JOB A:
Answer these from the Dynamic Balancing passage, one answer per line, marked the same way:
(i) Which release introduced the Dynamic mode?
(ii) Which two modes does the Dynamic mode combine features from?
(iii) What technique does the Dynamic mode make use of that gives it its name?

For 2012 R2, the official recommendation is the same as with the Hyper-V port mode. You’re encourage to use the new Dynamic mode. Again, this is generally a good recommendation that I’m overly inclined to agree with. However, I still recommend that you keep reading so you understand all your options.

Dynamic Balancing

This mode is new in 2012 R2, and it’s fairly impressive. For starters, it combines features from the Hyper-V port and Address Hash modes. The virtual adapters are registered separately across physical adapters in switch independent mode so received traffic can be balanced, but sending is balanced using the Address Hash method. In switch independent mode, this gives you an impressive balancing configuration. This is why the recommendations are so strong to stop using the other modes. 

However, if you’ve got an overriding use case, don’t be shy about using it. I suppose it’s possible that limiting virtual adapters to a single physical adapter for sending might have some merits in some cases.

There’s another feature added by the Dynamic mode that its name is derived from. It makes use of flowlets. I’ve read a whitepaper that explains this technology. To say the least, it’s a dense work that’s not easy for mortals to follow. The simple explanation is that it is a technique that can break an existing TCP stream and move it to another physical adapter. Pay close attention to what that means: the Dynamic mode cannot, and does not, send a single TCP stream across multiple adapters simultaneously. The odds of out-of-sequence packets and encountering interim or destination connections that can’t handle the parallel data is just too high for this to be feasible at this stage of network evolution. What it can do is move a stream from one physical adapter.

MATERIAL PROVIDED:
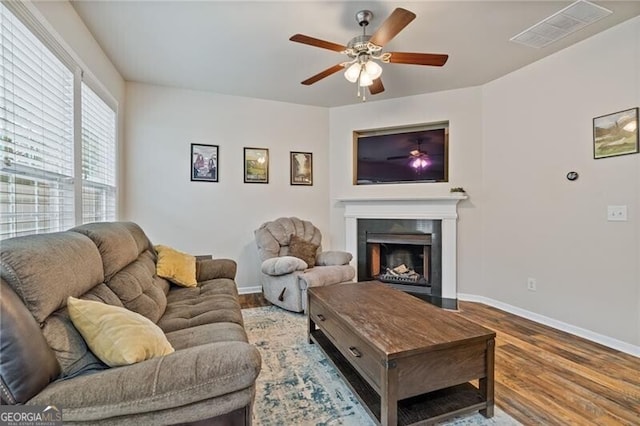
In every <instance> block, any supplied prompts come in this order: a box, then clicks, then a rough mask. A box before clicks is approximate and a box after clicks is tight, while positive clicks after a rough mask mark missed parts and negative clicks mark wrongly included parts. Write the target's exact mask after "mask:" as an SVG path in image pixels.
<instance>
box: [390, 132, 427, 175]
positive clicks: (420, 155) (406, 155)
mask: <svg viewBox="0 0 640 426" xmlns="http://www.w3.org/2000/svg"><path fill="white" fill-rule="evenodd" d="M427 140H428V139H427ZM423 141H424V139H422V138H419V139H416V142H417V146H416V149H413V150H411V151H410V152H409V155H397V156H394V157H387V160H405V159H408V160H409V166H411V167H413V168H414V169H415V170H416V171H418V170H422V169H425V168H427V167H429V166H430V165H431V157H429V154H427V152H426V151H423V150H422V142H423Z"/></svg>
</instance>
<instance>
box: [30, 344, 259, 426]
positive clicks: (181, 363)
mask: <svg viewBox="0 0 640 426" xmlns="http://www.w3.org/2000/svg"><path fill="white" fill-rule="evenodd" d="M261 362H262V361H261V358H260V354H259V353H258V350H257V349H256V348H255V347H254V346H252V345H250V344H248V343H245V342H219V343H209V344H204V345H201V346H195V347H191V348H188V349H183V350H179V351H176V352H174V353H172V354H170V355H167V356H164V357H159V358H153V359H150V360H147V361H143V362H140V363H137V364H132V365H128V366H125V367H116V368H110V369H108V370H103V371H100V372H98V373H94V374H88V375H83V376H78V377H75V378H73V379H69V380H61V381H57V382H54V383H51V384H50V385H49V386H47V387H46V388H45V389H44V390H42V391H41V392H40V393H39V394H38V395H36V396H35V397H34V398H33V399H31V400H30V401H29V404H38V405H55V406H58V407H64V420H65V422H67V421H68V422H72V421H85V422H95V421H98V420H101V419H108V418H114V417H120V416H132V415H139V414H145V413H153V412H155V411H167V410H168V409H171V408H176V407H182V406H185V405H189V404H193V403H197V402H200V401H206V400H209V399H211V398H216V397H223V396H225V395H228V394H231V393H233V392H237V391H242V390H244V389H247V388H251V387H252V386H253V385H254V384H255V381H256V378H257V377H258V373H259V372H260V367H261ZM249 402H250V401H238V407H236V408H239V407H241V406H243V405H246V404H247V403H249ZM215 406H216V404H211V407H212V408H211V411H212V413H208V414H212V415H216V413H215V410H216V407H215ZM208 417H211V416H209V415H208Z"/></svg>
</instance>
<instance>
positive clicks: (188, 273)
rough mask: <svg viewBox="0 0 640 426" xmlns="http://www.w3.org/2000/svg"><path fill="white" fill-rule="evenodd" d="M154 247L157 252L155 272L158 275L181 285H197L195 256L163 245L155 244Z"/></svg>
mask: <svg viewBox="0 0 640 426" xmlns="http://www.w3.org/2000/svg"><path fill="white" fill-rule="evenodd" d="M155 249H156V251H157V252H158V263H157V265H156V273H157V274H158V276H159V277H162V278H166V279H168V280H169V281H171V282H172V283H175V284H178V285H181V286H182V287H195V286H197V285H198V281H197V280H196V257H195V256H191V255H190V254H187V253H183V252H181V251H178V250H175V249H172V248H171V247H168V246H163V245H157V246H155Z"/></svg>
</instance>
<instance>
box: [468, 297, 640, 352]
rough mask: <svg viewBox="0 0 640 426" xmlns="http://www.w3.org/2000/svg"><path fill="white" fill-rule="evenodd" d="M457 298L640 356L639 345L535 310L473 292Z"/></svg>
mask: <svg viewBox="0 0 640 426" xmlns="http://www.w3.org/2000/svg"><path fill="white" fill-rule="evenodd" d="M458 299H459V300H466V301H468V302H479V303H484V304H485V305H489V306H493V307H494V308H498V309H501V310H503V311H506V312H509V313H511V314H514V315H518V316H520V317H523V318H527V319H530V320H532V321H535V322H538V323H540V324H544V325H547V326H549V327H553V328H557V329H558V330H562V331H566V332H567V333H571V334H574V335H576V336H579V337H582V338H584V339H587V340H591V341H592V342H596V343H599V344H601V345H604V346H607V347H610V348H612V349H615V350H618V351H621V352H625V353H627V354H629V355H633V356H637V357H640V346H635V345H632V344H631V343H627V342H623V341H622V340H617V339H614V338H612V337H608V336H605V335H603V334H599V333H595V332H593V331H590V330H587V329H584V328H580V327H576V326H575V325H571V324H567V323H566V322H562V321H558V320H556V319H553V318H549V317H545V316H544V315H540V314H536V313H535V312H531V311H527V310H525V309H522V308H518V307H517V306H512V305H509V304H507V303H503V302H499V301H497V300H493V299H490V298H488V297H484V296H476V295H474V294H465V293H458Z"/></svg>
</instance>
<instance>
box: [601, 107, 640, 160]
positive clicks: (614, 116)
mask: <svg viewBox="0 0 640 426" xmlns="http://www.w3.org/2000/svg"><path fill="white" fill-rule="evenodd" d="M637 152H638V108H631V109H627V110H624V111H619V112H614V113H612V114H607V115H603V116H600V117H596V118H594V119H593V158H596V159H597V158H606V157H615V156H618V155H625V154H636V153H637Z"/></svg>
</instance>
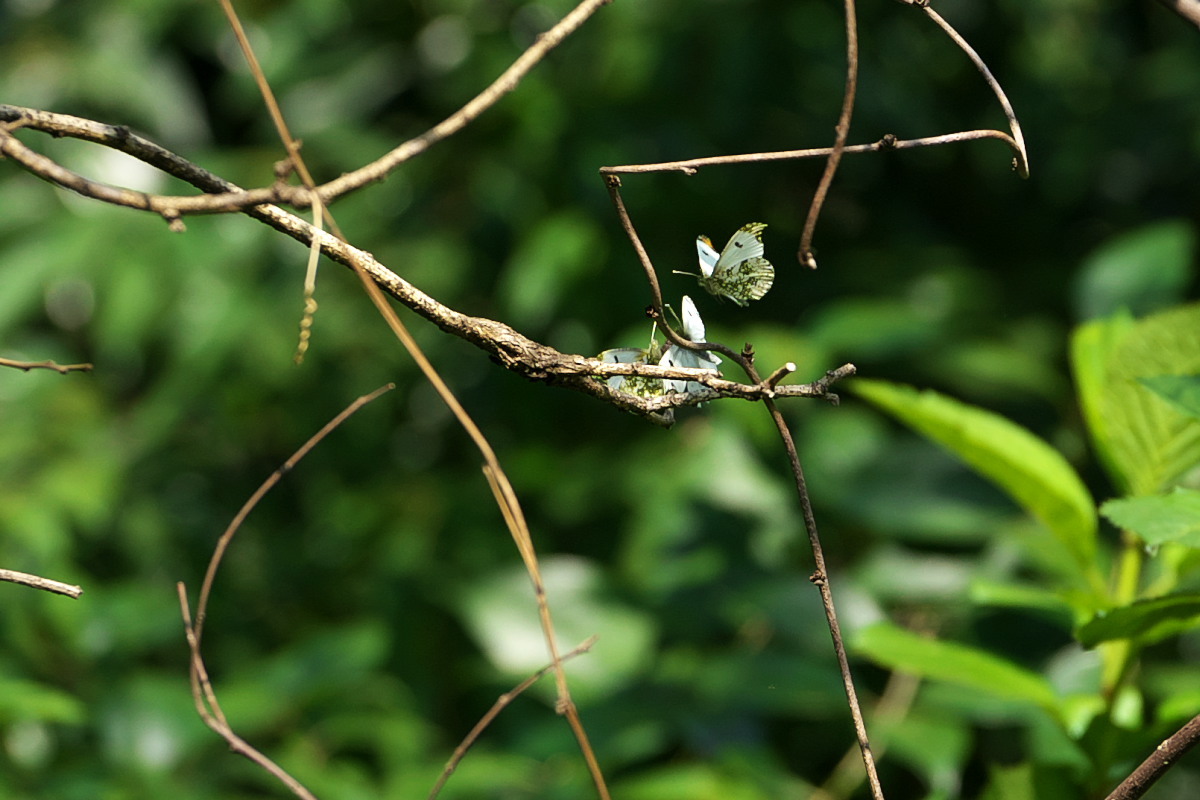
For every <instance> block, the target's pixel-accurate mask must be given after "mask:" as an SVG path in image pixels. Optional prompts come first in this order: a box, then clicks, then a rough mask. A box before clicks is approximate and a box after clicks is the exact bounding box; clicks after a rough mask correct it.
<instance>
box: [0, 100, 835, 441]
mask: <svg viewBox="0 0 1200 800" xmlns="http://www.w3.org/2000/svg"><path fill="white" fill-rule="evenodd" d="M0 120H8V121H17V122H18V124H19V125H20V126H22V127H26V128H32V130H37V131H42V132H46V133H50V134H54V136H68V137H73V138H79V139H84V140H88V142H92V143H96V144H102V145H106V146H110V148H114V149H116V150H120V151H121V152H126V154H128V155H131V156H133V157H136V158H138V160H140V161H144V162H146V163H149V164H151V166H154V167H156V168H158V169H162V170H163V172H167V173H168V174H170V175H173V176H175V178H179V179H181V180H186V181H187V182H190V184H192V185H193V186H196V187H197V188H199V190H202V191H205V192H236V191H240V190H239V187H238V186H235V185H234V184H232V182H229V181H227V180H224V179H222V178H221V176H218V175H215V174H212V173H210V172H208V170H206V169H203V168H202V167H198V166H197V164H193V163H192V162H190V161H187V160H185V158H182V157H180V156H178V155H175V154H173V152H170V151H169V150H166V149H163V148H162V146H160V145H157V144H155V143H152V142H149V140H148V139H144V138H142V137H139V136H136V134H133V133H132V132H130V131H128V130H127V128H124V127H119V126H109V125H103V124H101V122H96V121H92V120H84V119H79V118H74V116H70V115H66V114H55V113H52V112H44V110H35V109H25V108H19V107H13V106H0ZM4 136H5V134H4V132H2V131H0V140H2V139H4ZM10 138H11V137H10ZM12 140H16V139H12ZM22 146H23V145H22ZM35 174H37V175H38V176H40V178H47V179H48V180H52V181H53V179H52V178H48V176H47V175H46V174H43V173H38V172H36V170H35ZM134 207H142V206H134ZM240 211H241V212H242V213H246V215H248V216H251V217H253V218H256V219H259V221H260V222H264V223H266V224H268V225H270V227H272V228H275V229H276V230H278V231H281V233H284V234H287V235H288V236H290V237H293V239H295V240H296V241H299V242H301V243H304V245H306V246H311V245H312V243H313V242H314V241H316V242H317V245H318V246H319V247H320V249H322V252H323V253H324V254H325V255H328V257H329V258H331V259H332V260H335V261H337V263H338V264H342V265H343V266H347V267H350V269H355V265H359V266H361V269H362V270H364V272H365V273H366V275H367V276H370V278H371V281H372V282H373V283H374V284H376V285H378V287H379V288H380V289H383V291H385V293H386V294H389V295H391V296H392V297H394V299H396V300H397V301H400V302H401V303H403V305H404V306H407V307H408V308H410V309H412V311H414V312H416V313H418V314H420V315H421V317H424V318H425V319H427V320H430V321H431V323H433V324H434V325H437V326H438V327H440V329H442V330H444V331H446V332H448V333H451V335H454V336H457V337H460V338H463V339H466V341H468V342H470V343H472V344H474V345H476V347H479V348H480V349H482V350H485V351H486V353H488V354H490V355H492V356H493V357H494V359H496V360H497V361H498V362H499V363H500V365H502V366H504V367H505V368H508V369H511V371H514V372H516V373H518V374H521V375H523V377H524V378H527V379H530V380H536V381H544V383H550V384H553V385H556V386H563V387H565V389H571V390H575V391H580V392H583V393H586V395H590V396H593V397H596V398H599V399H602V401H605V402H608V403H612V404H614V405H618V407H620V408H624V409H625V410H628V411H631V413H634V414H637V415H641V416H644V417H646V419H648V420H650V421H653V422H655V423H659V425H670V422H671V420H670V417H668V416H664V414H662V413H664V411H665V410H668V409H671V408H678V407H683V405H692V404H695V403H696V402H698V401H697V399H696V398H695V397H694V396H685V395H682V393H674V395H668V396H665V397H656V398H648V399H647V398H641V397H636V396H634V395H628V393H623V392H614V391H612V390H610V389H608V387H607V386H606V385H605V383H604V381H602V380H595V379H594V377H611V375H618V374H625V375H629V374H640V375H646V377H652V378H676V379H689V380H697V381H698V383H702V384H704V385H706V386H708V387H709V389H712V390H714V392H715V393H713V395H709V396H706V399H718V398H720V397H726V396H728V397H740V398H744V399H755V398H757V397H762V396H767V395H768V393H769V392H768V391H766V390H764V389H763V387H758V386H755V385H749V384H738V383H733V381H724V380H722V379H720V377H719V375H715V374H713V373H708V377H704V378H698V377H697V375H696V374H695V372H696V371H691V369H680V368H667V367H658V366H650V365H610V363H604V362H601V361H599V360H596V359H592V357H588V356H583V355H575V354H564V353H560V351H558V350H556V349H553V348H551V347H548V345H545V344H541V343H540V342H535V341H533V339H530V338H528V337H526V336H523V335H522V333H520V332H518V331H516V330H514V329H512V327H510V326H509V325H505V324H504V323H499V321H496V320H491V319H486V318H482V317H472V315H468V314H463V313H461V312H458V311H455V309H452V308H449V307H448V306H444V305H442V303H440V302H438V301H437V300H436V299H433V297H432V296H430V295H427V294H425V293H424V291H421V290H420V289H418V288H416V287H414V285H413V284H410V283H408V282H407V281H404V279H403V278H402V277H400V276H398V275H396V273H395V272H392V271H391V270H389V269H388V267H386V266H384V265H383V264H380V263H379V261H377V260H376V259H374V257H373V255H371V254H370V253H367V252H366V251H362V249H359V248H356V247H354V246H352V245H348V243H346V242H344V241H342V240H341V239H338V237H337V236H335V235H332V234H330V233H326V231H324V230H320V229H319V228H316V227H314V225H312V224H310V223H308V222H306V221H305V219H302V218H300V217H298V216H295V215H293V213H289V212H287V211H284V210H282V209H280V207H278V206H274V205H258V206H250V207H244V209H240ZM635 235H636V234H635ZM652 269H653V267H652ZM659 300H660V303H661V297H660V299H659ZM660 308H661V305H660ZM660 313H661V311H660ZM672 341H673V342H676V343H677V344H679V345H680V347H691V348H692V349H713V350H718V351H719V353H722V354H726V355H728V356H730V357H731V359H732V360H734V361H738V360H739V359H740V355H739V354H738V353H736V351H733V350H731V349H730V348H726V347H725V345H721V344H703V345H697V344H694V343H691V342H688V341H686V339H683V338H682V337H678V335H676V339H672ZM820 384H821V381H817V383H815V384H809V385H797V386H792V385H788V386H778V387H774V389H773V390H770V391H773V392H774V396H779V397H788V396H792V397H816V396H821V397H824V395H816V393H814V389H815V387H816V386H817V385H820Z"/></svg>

JOB B:
Convert the entries, from their first line up to and including the line containing "positive clicks: (420, 155) (406, 155)", into a Markdown table with columns Row and Line. Number the rows, skip blank lines, leave out the pictures, and include no other lines.

WRITTEN SOLUTION A:
(i) 2012 R2
(ii) The Hyper-V port mode and the Address Hash mode
(iii) Flowlets

WRITTEN SOLUTION B:
| Row | Line |
|---|---|
| 1 | In every <instance> block, any supplied prompts come in this order: a box, then clicks, then a rough mask. A box before clicks is approximate and a box after clicks is tight, while positive clicks after a rough mask mark missed parts and negative clicks mark wrongly included parts. Write the target's exact mask after "mask:" as an SVG path in image pixels. |
| 2 | <instance> |
| 3 | box: [390, 132, 427, 175] |
| 4 | positive clicks: (420, 155) (406, 155) |